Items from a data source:
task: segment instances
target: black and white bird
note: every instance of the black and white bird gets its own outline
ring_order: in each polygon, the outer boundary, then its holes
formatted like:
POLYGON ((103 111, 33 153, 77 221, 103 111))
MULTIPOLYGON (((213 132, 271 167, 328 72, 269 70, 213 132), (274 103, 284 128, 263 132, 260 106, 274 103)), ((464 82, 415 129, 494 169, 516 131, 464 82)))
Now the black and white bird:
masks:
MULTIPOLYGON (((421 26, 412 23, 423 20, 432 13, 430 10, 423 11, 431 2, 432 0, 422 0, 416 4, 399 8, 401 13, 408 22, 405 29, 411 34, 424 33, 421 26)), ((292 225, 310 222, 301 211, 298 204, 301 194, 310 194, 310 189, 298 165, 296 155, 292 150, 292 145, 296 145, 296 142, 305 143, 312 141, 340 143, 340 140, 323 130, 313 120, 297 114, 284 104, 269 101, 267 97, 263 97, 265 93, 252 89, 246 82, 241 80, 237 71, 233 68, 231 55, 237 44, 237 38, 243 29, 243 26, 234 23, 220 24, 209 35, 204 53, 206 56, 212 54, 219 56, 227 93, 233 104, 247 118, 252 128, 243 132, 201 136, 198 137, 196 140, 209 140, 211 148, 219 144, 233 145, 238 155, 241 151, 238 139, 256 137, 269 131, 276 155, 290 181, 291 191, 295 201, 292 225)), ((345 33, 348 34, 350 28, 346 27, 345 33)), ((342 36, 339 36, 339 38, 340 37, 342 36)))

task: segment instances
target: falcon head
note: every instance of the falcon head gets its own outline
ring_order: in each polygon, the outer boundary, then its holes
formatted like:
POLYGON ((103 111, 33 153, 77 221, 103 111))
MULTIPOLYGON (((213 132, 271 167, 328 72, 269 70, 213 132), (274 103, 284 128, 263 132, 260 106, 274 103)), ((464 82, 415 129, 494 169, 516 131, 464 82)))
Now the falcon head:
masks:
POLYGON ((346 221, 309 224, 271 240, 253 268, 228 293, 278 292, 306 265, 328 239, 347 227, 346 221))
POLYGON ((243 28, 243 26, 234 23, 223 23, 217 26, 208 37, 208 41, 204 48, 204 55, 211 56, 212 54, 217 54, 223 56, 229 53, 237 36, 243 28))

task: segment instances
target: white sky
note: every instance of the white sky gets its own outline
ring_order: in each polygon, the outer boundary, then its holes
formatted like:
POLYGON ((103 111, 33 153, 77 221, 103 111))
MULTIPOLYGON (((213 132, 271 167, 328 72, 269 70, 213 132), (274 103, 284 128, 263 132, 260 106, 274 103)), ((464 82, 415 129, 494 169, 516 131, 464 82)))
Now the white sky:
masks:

Work required:
Print all of the lines above again, exactly the same.

Task answer:
task: segment instances
target: black and white bird
note: every instance of the black and white bird gets its own outline
ring_order: in each polygon, the outer boundary, then its holes
formatted like:
POLYGON ((103 111, 33 153, 77 221, 103 111))
MULTIPOLYGON (((213 132, 271 167, 328 72, 269 70, 213 132), (274 103, 284 128, 263 132, 260 106, 274 103)), ((464 82, 415 129, 494 169, 516 131, 464 82)))
Now the black and white bird:
masks:
MULTIPOLYGON (((421 26, 412 23, 423 20, 432 13, 430 10, 423 11, 431 2, 432 0, 422 0, 416 4, 399 8, 401 13, 408 22, 405 29, 411 34, 424 33, 421 26)), ((292 225, 310 222, 301 211, 298 204, 301 194, 310 194, 310 189, 298 165, 296 155, 292 150, 292 145, 296 145, 296 142, 305 143, 312 141, 340 143, 340 140, 323 130, 313 120, 297 114, 284 104, 269 101, 267 97, 263 97, 265 93, 252 89, 246 82, 241 80, 237 71, 233 68, 231 55, 237 44, 237 38, 243 29, 243 26, 234 23, 220 24, 209 35, 204 53, 206 56, 212 54, 219 56, 227 93, 233 104, 247 118, 252 128, 243 132, 201 136, 198 137, 196 140, 209 140, 211 148, 219 144, 233 145, 238 155, 241 151, 238 139, 256 137, 269 131, 276 155, 290 181, 291 191, 295 201, 292 225)), ((345 33, 348 34, 350 28, 346 27, 345 33)), ((342 36, 339 36, 339 38, 340 37, 342 36)))

task: segment instances
target: falcon head
note: every instance of the falcon head gets its own outline
ring_order: in each polygon, the outer boundary, then its holes
formatted like:
POLYGON ((103 111, 33 153, 77 221, 103 111))
MULTIPOLYGON (((213 132, 271 167, 328 72, 269 70, 213 132), (274 103, 284 128, 263 132, 260 106, 274 103)), ((464 82, 415 129, 494 169, 516 131, 464 82)))
Now the falcon head:
masks:
POLYGON ((346 221, 309 224, 271 240, 253 268, 228 293, 278 292, 306 265, 328 239, 347 227, 346 221))
POLYGON ((243 28, 243 26, 234 23, 223 23, 217 26, 208 37, 208 41, 204 48, 204 55, 211 56, 212 54, 217 54, 223 56, 229 53, 237 36, 243 28))

task: segment instances
target: white sky
note: every instance of the white sky gets its own outline
ring_order: in each polygon, the outer boundary, then its holes
formatted like:
POLYGON ((103 111, 33 153, 77 221, 103 111))
MULTIPOLYGON (((213 132, 271 167, 328 72, 269 70, 213 132), (274 103, 284 128, 263 132, 260 106, 274 103)), ((464 82, 415 129, 494 169, 516 131, 464 82)))
Now the white sky:
masks:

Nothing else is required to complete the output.